Position identification records:
Begin

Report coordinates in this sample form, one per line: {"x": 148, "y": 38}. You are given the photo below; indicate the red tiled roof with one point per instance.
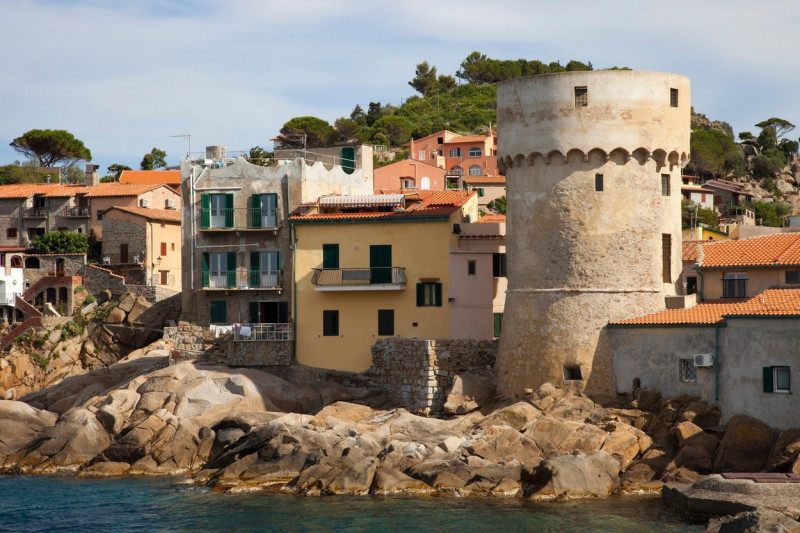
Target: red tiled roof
{"x": 771, "y": 302}
{"x": 120, "y": 189}
{"x": 150, "y": 214}
{"x": 498, "y": 180}
{"x": 167, "y": 177}
{"x": 492, "y": 219}
{"x": 780, "y": 249}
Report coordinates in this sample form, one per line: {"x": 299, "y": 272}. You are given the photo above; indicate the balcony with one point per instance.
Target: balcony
{"x": 359, "y": 279}
{"x": 247, "y": 280}
{"x": 263, "y": 332}
{"x": 238, "y": 218}
{"x": 35, "y": 212}
{"x": 76, "y": 212}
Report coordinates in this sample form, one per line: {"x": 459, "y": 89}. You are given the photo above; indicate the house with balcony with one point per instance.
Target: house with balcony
{"x": 459, "y": 155}
{"x": 478, "y": 279}
{"x": 373, "y": 266}
{"x": 143, "y": 245}
{"x": 236, "y": 247}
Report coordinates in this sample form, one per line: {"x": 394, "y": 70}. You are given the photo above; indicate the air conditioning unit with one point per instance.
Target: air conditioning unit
{"x": 704, "y": 359}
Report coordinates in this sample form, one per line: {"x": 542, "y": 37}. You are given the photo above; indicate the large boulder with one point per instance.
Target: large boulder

End

▸ **Exercise task**: Reproduce every one of the items above word for word, leaving the pictures out.

▸ **The response**:
Report coordinates in this sample form, one per line: {"x": 148, "y": 38}. You are given the photo below; indicate the red tiled roof with one point per instance.
Target: red tiled roof
{"x": 771, "y": 302}
{"x": 120, "y": 189}
{"x": 150, "y": 214}
{"x": 498, "y": 180}
{"x": 167, "y": 177}
{"x": 492, "y": 219}
{"x": 780, "y": 249}
Report coordinates in this sample form, one per line: {"x": 299, "y": 272}. You are given the photo above; indicate the balcony with one point per instance.
Target: balcony
{"x": 359, "y": 279}
{"x": 247, "y": 280}
{"x": 263, "y": 332}
{"x": 238, "y": 218}
{"x": 35, "y": 212}
{"x": 76, "y": 212}
Report coordinates in this sample form, one per line: {"x": 459, "y": 89}. You are given the photo above; indicate the house with balcony with one point per instance.
Target: house with balcony
{"x": 459, "y": 155}
{"x": 478, "y": 279}
{"x": 373, "y": 266}
{"x": 143, "y": 245}
{"x": 236, "y": 247}
Report coordinates in this sample form, one per line: {"x": 394, "y": 70}. You are given the photo above; indicate the air conditioning unit with one point per instance.
Target: air conditioning unit
{"x": 704, "y": 359}
Report coordinates in this sample form, one per line: {"x": 542, "y": 37}. You are given the photo above; indicate the large boulder with one point per instance.
Target: large boulder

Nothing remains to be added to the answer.